▸ Extract provided:
Performs homography warping to create a Plane Sweeping Volume (PSV). Parameters: cfg: Configuration dictionary containing configuration parameters. features: Feature maps to be warped into a PSV. level: Current feature resolution level. ref_in: Reference view intrinsics matrix. src_in: Source view intrinsics matrices. ref_ex: Reference view extrinsics matrix. src_ex: Source view extrinsics matrices. depth_hypos: Depth hypotheses to use for homography warping.

Returns:

Type	Description
	The Plane Sweeping Volume computed via feature matching cost.

Source code in src/cvt/geometry.py

def homography_warp_var(cfg, features, ref_in, src_in, ref_ex, src_ex, depth_hypos):
    """Performs homography warping to create a Plane Sweeping Volume (PSV).
    Parameters:
        cfg: Configuration dictionary containing configuration parameters.
        features: Feature maps to be warped into a PSV.
        level: Current feature resolution level.
        ref_in: Reference view intrinsics matrix.
        src_in: Source view intrinsics matrices.
        ref_ex: Reference view extrinsics matrix.
        src_ex: Source view extrinsics matrices.
        depth_hypos: Depth hypotheses to use for homography warping.

    Returns:
        The Plane Sweeping Volume computed via feature matching cost.
    """
    depth_hypos = depth_hypos.squeeze(1)
    _,planes,_,_ = depth_hypos.shape

    B,fCH,H,W = features[0].shape
    num_depth = depth_hypos.shape[1]
    nSrc = len(features)-1

    vis_weight_list = []
    ref_volume = features[0].unsqueeze(2).repeat(1,1,num_depth,1,1)

    cost_volume = torch.zeros((nSrc+1,B,fCH,planes,H,W)).to(features[0])
    cost_volume[0] = ref_volume
    reweight_sum = None
    for src in range(nSrc):
        with torch.no_grad():
            with autocast(enabled=False):
                src_proj = torch.matmul(src_in[:,src,:,:],src_ex[:,src,0:3,:])
                ref_proj = torch.matmul(ref_in,ref_ex[:,0:3,:])
                last = torch.tensor([[[0,0,0,1.0]]]).repeat(len(src_in),1,1).cuda()
                src_proj = torch.cat((src_proj,last),1)
                ref_proj = torch.cat((ref_proj,last),1)

                proj = torch.matmul(src_proj, torch.inverse(ref_proj))
                rot = proj[:, :3, :3]  # [B,3,3]
                trans = proj[:, :3, 3:4]  # [B,3,1]

                y, x = torch.meshgrid([torch.arange(0, H, dtype=torch.float32, device=ref_volume.device),
                                    torch.arange(0, W, dtype=torch.float32, device=ref_volume.device)],
                                    indexing='ij')

[Raw records]
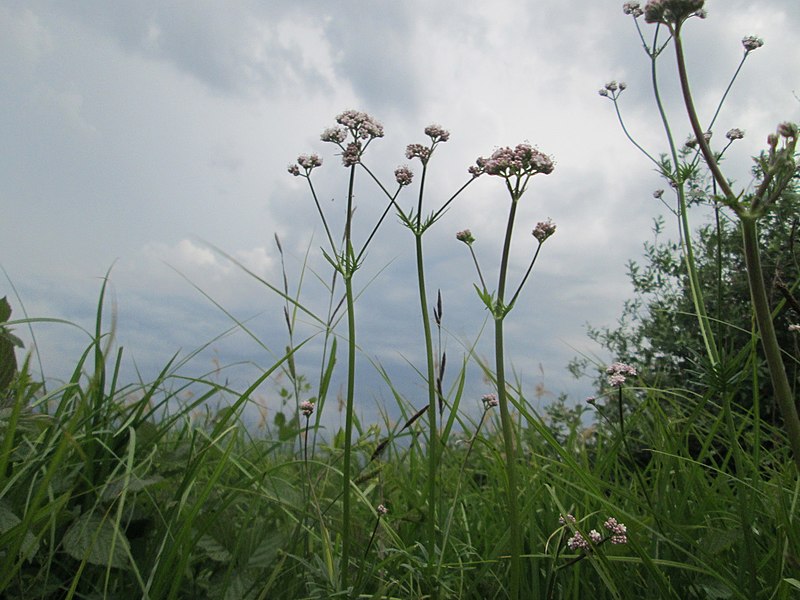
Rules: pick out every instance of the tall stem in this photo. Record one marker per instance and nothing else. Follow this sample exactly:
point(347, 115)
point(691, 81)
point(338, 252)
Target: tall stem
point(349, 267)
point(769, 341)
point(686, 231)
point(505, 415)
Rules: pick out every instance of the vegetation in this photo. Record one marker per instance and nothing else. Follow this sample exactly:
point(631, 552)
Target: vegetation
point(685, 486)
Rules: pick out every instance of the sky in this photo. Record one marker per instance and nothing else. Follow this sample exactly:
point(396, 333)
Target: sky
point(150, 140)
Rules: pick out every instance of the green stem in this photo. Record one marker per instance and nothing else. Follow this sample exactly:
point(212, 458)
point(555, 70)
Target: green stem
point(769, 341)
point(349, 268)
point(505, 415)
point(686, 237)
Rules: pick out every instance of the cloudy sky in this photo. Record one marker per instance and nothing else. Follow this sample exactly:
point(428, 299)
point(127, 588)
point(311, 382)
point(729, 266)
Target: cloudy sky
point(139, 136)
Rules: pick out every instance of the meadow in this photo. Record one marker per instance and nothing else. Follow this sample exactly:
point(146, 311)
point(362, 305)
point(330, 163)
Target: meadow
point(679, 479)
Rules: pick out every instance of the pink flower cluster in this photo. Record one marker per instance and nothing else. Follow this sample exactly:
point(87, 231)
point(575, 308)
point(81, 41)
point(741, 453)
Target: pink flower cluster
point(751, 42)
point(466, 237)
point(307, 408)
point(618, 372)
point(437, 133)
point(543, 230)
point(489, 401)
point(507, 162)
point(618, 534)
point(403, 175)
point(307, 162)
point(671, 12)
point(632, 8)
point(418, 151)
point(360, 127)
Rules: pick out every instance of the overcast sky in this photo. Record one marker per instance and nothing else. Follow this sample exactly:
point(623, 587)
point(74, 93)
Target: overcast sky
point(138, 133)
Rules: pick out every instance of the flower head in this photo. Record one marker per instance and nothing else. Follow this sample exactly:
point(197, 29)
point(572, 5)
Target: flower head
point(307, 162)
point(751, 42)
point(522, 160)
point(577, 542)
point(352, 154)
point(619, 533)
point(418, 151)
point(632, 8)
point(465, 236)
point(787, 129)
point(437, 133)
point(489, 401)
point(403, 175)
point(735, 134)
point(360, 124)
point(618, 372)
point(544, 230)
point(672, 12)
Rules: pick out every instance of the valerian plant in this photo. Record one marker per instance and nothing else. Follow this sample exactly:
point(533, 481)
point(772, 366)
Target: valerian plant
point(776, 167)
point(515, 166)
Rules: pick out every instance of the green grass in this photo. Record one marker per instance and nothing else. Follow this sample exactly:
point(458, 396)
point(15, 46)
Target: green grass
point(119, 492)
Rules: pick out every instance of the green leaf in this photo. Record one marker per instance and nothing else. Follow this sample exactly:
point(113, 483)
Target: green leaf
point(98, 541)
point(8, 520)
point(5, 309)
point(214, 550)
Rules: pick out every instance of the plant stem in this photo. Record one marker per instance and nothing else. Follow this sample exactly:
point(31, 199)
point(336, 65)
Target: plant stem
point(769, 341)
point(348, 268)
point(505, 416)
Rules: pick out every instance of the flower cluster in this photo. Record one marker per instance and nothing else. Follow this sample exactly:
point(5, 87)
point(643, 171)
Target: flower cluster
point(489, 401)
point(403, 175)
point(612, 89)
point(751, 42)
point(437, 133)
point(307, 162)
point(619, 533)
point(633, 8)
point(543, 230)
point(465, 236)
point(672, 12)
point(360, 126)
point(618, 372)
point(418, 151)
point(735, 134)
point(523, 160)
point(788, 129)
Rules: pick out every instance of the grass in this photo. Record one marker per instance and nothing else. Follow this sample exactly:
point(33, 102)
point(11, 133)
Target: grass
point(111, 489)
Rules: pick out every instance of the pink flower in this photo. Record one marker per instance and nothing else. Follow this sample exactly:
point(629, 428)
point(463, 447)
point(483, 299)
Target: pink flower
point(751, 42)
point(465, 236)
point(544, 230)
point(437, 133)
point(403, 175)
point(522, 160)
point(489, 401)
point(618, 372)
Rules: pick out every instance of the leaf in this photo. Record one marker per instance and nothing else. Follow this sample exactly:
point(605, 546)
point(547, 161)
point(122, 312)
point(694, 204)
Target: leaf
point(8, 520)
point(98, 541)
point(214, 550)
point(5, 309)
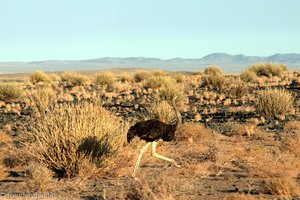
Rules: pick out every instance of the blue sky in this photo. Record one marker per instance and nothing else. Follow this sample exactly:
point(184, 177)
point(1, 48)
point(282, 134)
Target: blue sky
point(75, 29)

--

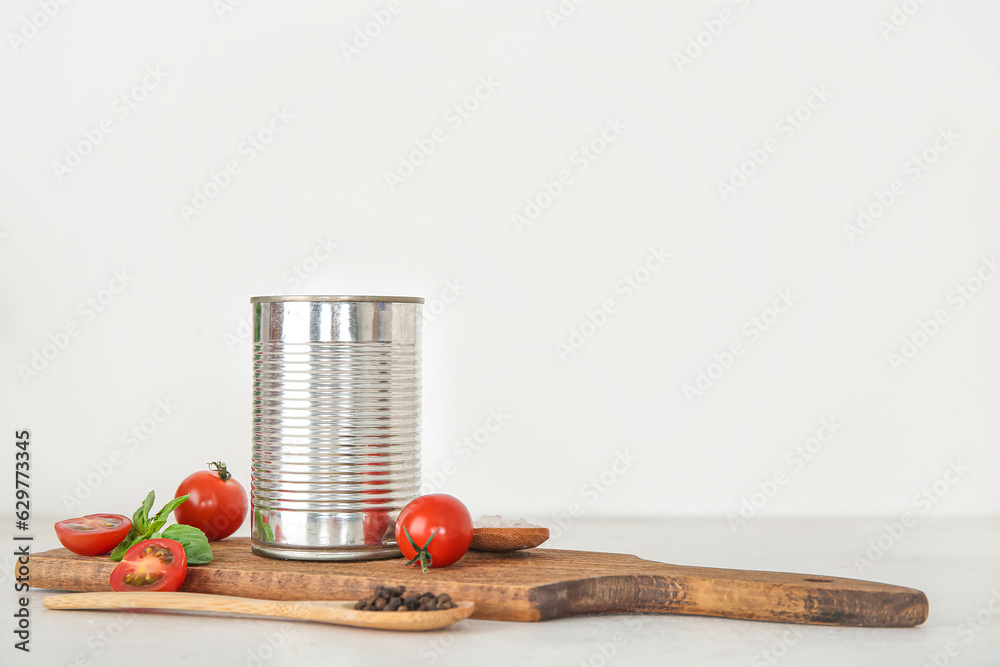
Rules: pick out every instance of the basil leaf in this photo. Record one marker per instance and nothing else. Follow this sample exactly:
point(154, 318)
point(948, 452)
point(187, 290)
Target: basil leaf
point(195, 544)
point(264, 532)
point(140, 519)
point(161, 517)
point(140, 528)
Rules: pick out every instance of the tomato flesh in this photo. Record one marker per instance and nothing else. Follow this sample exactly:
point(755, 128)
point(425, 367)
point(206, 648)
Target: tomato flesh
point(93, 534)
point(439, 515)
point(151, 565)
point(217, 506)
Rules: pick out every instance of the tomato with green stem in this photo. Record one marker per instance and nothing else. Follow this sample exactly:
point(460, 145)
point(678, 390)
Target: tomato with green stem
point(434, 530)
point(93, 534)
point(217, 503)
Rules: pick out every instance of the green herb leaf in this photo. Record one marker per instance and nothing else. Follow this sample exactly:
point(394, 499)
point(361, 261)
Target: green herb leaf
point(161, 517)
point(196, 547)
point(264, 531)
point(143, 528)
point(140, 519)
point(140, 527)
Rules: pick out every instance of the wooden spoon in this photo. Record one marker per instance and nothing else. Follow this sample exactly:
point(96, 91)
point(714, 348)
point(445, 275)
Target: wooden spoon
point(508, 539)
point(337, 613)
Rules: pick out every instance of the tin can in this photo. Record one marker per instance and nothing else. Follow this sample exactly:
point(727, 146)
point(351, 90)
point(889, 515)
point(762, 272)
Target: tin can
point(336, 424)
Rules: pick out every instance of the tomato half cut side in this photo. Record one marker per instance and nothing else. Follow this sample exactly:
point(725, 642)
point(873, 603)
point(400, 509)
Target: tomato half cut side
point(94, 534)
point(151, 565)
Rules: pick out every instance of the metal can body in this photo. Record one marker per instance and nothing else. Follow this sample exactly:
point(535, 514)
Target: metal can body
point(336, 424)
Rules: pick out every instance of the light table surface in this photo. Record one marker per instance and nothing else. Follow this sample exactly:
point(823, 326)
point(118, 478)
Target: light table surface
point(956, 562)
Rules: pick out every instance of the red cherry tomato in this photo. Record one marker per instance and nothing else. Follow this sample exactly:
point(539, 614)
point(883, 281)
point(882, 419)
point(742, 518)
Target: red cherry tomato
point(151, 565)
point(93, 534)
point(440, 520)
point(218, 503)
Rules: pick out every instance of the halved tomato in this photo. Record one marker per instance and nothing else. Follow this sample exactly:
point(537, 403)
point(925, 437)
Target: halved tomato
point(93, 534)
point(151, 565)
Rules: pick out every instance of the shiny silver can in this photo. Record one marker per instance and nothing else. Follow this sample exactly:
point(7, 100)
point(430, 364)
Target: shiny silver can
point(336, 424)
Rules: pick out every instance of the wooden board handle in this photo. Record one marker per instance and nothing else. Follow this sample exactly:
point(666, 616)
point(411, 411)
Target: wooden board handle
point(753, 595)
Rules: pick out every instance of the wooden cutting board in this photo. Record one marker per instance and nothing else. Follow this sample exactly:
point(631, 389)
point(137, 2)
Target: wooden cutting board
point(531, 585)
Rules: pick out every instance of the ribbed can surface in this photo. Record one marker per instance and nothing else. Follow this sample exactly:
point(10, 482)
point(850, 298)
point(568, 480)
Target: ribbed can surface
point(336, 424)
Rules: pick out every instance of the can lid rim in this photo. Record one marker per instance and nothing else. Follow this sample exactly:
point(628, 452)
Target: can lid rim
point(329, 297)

▸ What to work on:
Copy word for word the stretch of the homography warping excerpt from "cost_volume[0] = ref_volume" through "src_proj = torch.cat((src_proj,last),1)".

▸ Result of the task:
cost_volume[0] = ref_volume
    reweight_sum = None
    for src in range(nSrc):
        with torch.no_grad():
            with autocast(enabled=False):
                src_proj = torch.matmul(src_in[:,src,:,:],src_ex[:,src,0:3,:])
                ref_proj = torch.matmul(ref_in,ref_ex[:,0:3,:])
                last = torch.tensor([[[0,0,0,1.0]]]).repeat(len(src_in),1,1).cuda()
                src_proj = torch.cat((src_proj,last),1)